[Stored data entries]
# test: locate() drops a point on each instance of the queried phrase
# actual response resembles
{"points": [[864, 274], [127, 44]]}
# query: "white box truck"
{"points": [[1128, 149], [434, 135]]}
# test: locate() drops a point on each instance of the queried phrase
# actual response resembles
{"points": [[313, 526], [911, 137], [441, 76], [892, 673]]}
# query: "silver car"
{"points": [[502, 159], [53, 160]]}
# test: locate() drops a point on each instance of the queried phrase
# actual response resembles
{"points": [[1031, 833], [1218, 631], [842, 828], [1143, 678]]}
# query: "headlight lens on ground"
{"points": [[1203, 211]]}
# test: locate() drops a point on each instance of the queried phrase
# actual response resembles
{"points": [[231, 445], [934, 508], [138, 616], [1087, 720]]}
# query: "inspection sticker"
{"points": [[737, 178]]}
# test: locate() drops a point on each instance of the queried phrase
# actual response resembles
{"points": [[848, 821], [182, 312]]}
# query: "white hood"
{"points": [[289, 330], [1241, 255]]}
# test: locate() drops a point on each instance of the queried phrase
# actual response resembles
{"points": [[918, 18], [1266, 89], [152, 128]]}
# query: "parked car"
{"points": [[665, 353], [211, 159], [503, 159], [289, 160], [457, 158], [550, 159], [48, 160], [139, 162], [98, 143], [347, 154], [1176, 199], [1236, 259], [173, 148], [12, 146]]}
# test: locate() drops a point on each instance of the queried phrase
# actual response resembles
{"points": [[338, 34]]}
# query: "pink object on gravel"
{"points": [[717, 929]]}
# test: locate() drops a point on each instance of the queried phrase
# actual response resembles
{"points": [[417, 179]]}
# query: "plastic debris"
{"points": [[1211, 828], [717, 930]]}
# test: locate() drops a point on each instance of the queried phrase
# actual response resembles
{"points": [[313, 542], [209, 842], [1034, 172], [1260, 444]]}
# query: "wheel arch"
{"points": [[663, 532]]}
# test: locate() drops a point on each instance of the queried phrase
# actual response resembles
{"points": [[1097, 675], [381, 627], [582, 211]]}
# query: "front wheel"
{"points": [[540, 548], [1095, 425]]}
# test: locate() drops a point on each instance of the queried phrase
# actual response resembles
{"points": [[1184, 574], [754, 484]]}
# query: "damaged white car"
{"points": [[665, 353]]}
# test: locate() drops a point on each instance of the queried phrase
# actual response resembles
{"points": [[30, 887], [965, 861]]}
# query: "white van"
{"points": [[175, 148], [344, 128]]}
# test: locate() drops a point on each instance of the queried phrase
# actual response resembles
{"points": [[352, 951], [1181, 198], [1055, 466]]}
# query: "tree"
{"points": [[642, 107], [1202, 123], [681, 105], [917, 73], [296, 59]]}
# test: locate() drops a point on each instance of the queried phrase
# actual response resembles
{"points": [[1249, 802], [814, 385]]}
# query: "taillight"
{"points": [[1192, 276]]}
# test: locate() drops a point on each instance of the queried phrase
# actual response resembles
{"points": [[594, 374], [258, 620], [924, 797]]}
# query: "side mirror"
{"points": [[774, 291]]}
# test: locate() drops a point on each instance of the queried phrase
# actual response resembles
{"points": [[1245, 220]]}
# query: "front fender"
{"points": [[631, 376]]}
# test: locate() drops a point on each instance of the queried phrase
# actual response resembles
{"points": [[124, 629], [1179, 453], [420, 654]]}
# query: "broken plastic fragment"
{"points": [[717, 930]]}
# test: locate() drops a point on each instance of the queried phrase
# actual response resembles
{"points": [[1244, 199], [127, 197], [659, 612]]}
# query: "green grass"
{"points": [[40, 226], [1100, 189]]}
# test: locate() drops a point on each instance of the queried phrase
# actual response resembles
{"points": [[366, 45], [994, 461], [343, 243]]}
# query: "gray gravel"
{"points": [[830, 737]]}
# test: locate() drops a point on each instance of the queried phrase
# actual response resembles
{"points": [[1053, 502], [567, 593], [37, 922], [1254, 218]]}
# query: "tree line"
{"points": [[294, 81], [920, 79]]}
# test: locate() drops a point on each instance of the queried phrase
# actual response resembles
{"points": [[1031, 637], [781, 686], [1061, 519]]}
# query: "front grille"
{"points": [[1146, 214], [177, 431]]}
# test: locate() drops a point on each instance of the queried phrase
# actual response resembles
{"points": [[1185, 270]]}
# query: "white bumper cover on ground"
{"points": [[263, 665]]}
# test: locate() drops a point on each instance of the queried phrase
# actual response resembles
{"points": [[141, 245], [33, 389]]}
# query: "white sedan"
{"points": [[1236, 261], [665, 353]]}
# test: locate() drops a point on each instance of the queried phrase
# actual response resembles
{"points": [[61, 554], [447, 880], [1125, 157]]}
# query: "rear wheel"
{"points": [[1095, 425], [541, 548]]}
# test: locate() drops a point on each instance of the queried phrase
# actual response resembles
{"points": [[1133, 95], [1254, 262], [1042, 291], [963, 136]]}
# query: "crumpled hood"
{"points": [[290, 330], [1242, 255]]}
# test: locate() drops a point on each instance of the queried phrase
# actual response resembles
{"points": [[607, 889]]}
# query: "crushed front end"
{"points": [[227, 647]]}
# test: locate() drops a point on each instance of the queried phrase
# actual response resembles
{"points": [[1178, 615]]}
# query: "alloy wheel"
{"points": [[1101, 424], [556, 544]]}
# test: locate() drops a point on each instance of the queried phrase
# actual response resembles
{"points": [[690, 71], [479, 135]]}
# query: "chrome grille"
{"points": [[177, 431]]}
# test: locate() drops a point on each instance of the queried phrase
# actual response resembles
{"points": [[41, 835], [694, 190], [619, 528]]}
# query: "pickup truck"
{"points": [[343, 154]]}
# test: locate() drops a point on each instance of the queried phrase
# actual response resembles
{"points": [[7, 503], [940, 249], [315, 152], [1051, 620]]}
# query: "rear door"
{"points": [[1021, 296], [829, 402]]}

GOAL OF THE EXERCISE: In full and word for word, write out the data above.

SOLVED EXERCISE:
# test: locate() drops a point on each instance of the queried phrase
# actual response resembles
{"points": [[864, 274], [127, 44]]}
# query: "white box truck"
{"points": [[1128, 149], [434, 135]]}
# test: locate() drops a point on each instance of the queried phrase
# actual response resembles
{"points": [[313, 526], [911, 137], [441, 76], [892, 673]]}
# query: "silver car"
{"points": [[502, 159], [53, 160]]}
# test: locate() drops a point on each instance of the queried phrase
# actual response resembles
{"points": [[1031, 833], [1218, 631], [842, 828], [1143, 678]]}
# query: "headlight lens on ground"
{"points": [[1203, 211]]}
# test: locate() drops a point on each instance of the queried phrase
# actual response resembles
{"points": [[231, 445], [934, 508], [138, 616], [1087, 720]]}
# query: "inspection sticker"
{"points": [[737, 178]]}
# test: locate() drops a point on each instance of the queried phrase
# actual response resembles
{"points": [[848, 821], [182, 312]]}
# query: "white hood"
{"points": [[289, 330], [1241, 255]]}
# test: locate() drops a point on each instance of the queried phrase
# actual response resembles
{"points": [[918, 18], [1266, 89], [152, 128]]}
# query: "parked car"
{"points": [[665, 353], [211, 159], [503, 159], [289, 160], [457, 158], [550, 159], [48, 160], [139, 162], [98, 143], [347, 154], [1176, 199], [1236, 259], [173, 148], [12, 146]]}
# test: locate() drops a point on each instance of the queried phrase
# actual response resembles
{"points": [[338, 34]]}
# query: "pink object on gravel"
{"points": [[717, 929]]}
# test: locate() drops a point on each instance of the queried phrase
# actual response resembles
{"points": [[417, 179]]}
# query: "plastic debris"
{"points": [[1211, 828], [717, 930]]}
# test: locate() drops a point on each instance of the queried phrase
# actual response resembles
{"points": [[313, 542], [209, 842], [1034, 172], [1260, 444]]}
# query: "wheel arch"
{"points": [[663, 532]]}
# test: locate() drops a point on each instance of the queried phrase
# actual response resembles
{"points": [[1097, 675], [381, 627], [582, 211]]}
# query: "front wheel"
{"points": [[540, 548], [1095, 425]]}
# test: locate() drops a point on each instance of the queried phrase
# actual response resembles
{"points": [[1184, 574], [754, 484]]}
# query: "damaged white car"
{"points": [[665, 353]]}
# test: locate() drops a point on each instance of the queried phrase
# actual response resembles
{"points": [[30, 887], [965, 861]]}
# query: "white van"
{"points": [[175, 148], [344, 128]]}
# test: locate() drops a point on each instance of the queried phrase
# actual response resembles
{"points": [[352, 951], [1181, 198], [1055, 466]]}
# query: "tree"
{"points": [[642, 107], [1202, 123], [681, 105], [917, 73], [296, 59]]}
# test: locate() drops a point on each instance of the queried phrase
# actual response resembles
{"points": [[1249, 802], [814, 385]]}
# query: "taillight"
{"points": [[1192, 276]]}
# test: locate() drops a point on each instance of the queried phrase
# actual response resembles
{"points": [[594, 374], [258, 620], [924, 797]]}
# query: "side mirror"
{"points": [[774, 291]]}
# test: locate() drops a point on each instance of the queried phrase
# actual response resembles
{"points": [[1245, 220]]}
# query: "front fender"
{"points": [[631, 376]]}
# test: locate() drops a point on each instance of the queried phrase
# actual response resembles
{"points": [[124, 629], [1179, 453], [420, 654]]}
# query: "broken plastic fragment"
{"points": [[717, 930]]}
# test: locate() drops a point on each instance of the queried phrase
# actual response resembles
{"points": [[1244, 199], [127, 197], [659, 612]]}
# query: "green grass"
{"points": [[40, 226], [1100, 189]]}
# test: locate() drops a point on each instance of the queried phrase
# actual response resembles
{"points": [[366, 45], [994, 461], [343, 243]]}
# query: "gray gravel"
{"points": [[830, 737]]}
# test: locate() drops a point on each instance of the queried phrase
# actual response resembles
{"points": [[1053, 502], [567, 593], [37, 922], [1254, 218]]}
# query: "tree line"
{"points": [[294, 81], [920, 79]]}
# test: locate() drops a point on each instance of the queried phrase
# actual response resembles
{"points": [[1031, 637], [781, 686], [1061, 519]]}
# query: "front grille"
{"points": [[1146, 214], [177, 431]]}
# test: locate() drops a point on each instance of the queried phrase
# actual response resembles
{"points": [[1185, 270]]}
# query: "white bumper cover on ground"
{"points": [[263, 665]]}
# test: locate() drops a point on each instance of the queried phrase
# actual response resembles
{"points": [[141, 245], [33, 389]]}
# query: "white sedan"
{"points": [[1236, 261], [665, 353]]}
# test: locate() drops a point on each instance of the queried phrase
# actual response resembles
{"points": [[61, 554], [447, 880], [1125, 157]]}
# query: "rear wheel"
{"points": [[1095, 425], [541, 548]]}
# test: locate() drops a point on each instance of the queried phrase
# actual response resembles
{"points": [[1133, 95], [1254, 262], [1042, 291], [963, 136]]}
# query: "crumpled hood"
{"points": [[290, 330], [1242, 255]]}
# test: locate() drops a point on each instance of the queried phrase
# actual response resembles
{"points": [[607, 889]]}
# query: "crushed front end"
{"points": [[227, 647]]}
# test: locate() drops a point on each instance of the queried phrase
# actual response resembles
{"points": [[1178, 615]]}
# query: "alloy wheel"
{"points": [[1101, 424], [556, 544]]}
# test: locate() drops a point on each instance of the queried phrase
# actual response resembles
{"points": [[690, 71], [479, 135]]}
# query: "chrome grille"
{"points": [[177, 431]]}
# test: locate() drops a point on each instance of the queried phrase
# actual response resembles
{"points": [[41, 835], [694, 190], [619, 528]]}
# query: "pickup truck"
{"points": [[343, 154]]}
# test: locate() drops a point on each instance of the queried phrase
# actual response resembles
{"points": [[7, 503], [940, 249], [315, 152], [1051, 620]]}
# query: "rear door"
{"points": [[1021, 296], [829, 402]]}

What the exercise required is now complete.